Task objective
Copy the piece about Giidanyba at Dark Mofo below word for word, from its title through its final sentence.

Page text
──────────────────────────────

Giidanyba (Sky Beings) at Dark Mofo 11 – 21 June

Recipient of the prestigious Dreaming Award in May 2014, Tyrone Sheather this year premieres his extraordinary public artwork, Giidanyba (Sky Beings), at the Royal Tasmanian Botanic Gardens this year as part of the 2015 Dark Mofo in June.

Giidanyba was developed at the SITUATE Art in Festivals Arts Lab held in Hobart 2013 alongside the first Dark Mofo. Dark MOFO Creative Director Leigh Carmichael recently said in Real Time magazine, “When Dark MOFO partnered with Situate Art in Festivals in 2013, I didn’t know quite what to expect—either from the artists, or of the festival itself. The proposals coming out of the Situate Arts Lab were very strong. I was interested in four proposals in particular, all challenging and risk-taking in different ways. Tyrone Sheather’s Giidanyba came through because of the melding of ancient mythology with high-tech, and his community’s commitment to sharing culture.”

The Dark Mofo program describes the installation: ‘Tyrone’s seven sculptures float amongst the trees, depicting nocturnal spirits of ancient Aboriginal mythology that impart knowledge and guidance to Gumbaynggirr people. As night falls and you move closer, these Giidanyba or ‘sky beings’ transform from unlit statues to bright, shimmering beings in the Royal Tasmanian Botanical Gardens in Hobart, Tasmania.’

Tyrone Sheather is a young Gumbaynggirr artist from Bellingen who works within different art mediums including photography, film, projection art, paint, textiles and dance. He loves creating works that blur the boundaries between these art forms as well as incorporating new technology to create fresh and exciting ways for art to be perceived with relevance to the evolving world.

──────────────────────────────

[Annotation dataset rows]
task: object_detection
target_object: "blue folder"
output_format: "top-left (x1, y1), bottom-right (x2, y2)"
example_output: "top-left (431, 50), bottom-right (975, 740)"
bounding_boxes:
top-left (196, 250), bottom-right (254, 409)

──────────────────────────────

Answer to the task
Giidanyba (Sky Beings) at Dark Mofo 11 – 21 June

Recipient of the prestigious Dreaming Award in May 2014, Tyrone Sheather this year premieres his extraordinary public artwork, Giidanyba (Sky Beings), at the Royal Tasmanian Botanic Gardens this year as part of the 2015 Dark Mofo in June.

Giidanyba was developed at the SITUATE Art in Festivals Arts Lab held in Hobart 2013 alongside the first Dark Mofo. Dark MOFO Creative Director Leigh Carmichael recently said in Real Time magazine, “When Dark MOFO partnered with Situate Art in Festivals in 2013, I didn’t know quite what to expect—either from the artists, or of the festival itself. The proposals coming out of the Situate Arts Lab were very strong. I was interested in four proposals in particular, all challenging and risk-taking in different ways. Tyrone Sheather’s Giidanyba came through because of the melding of ancient mythology with high-tech, and his community’s commitment to sharing culture.”

The Dark Mofo program describes the installation: ‘Tyrone’s seven sculptures float amongst the trees, depicting nocturnal spirits of ancient Aboriginal mythology that impart knowledge and guidance to Gumbaynggirr people. As night falls and you move closer, these Giidanyba or ‘sky beings’ transform from unlit statues to bright, shimmering beings in the Royal Tasmanian Botanical Gardens in Hobart, Tasmania.’

Tyrone Sheather is a young Gumbaynggirr artist from Bellingen who works within different art mediums including photography, film, projection art, paint, textiles and dance. He loves creating works that blur the boundaries between these art forms as well as incorporating new technology to create fresh and exciting ways for art to be perceived with relevance to the evolving world.